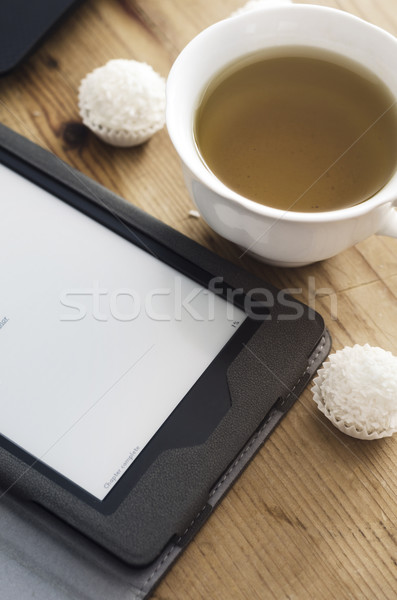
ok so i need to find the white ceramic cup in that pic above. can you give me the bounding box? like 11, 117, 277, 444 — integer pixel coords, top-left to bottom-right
166, 4, 397, 267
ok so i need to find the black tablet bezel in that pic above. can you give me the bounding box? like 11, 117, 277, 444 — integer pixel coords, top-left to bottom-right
0, 146, 269, 514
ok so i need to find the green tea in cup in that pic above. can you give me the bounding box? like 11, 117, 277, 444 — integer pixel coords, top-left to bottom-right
194, 47, 397, 212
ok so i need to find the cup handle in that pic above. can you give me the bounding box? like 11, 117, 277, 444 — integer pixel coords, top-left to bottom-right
377, 206, 397, 238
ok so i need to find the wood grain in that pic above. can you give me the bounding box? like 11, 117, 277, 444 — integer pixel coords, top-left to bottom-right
1, 1, 397, 599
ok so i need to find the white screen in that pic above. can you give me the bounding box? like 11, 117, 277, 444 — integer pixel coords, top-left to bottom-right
0, 164, 246, 500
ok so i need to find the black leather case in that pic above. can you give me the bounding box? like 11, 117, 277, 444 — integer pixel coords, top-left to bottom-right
0, 124, 331, 599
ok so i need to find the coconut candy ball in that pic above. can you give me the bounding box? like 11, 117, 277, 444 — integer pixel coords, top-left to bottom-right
312, 344, 397, 440
78, 59, 166, 147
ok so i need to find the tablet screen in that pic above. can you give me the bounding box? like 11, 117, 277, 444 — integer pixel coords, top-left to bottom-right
0, 164, 246, 500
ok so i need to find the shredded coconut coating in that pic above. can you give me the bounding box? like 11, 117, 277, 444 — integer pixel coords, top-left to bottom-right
78, 59, 166, 146
312, 344, 397, 439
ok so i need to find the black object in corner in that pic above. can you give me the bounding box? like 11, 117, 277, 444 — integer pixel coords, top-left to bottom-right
0, 0, 82, 75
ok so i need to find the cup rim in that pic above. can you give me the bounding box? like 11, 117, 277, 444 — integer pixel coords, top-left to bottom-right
166, 3, 397, 224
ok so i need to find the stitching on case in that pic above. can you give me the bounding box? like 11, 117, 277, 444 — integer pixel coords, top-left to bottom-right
140, 504, 208, 595
202, 336, 327, 502
141, 544, 176, 596
139, 335, 326, 596
178, 504, 209, 540
209, 409, 275, 499
307, 336, 326, 367
140, 505, 209, 595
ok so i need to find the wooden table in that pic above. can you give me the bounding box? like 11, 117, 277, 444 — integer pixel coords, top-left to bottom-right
1, 1, 397, 598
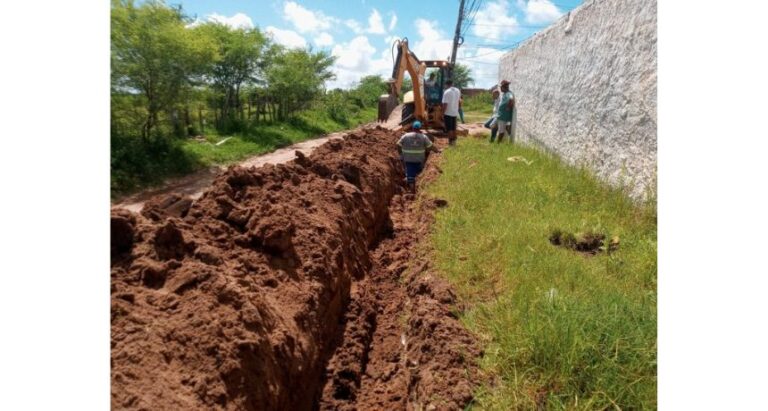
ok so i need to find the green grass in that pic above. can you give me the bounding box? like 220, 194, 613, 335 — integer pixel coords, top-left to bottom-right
111, 107, 376, 197
182, 109, 373, 165
425, 137, 656, 410
463, 92, 494, 116
462, 92, 494, 124
463, 112, 491, 124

▶ [Requirement]:
Make an exact copy of the lines of the records from the line containing "ok so i need to find the stitching" through the final line, both ends included, but not of the pictures.

▶ [Output below]:
ok so i need to find the stitching on case in that pic above. can you give me the bounding box? like 11, 117, 277, 444 — integer pixel coords, top-left to bottom-right
140, 504, 208, 595
202, 336, 327, 502
141, 544, 176, 596
139, 335, 326, 596
178, 504, 209, 540
209, 409, 275, 499
307, 336, 326, 367
140, 505, 209, 595
ok so i need to find the wooden table in that pic above. can you give me the bounding box? like 11, 117, 277, 444 — integer pixel coords, top-left to bottom-right
1, 1, 397, 598
ok so i need to find the green grass in that pic above. can you give me the bounding box? like 220, 194, 613, 335 — integer pixel coords, top-left to bottom-right
111, 107, 376, 197
182, 109, 373, 165
425, 137, 656, 410
463, 92, 494, 116
462, 92, 494, 124
463, 112, 491, 124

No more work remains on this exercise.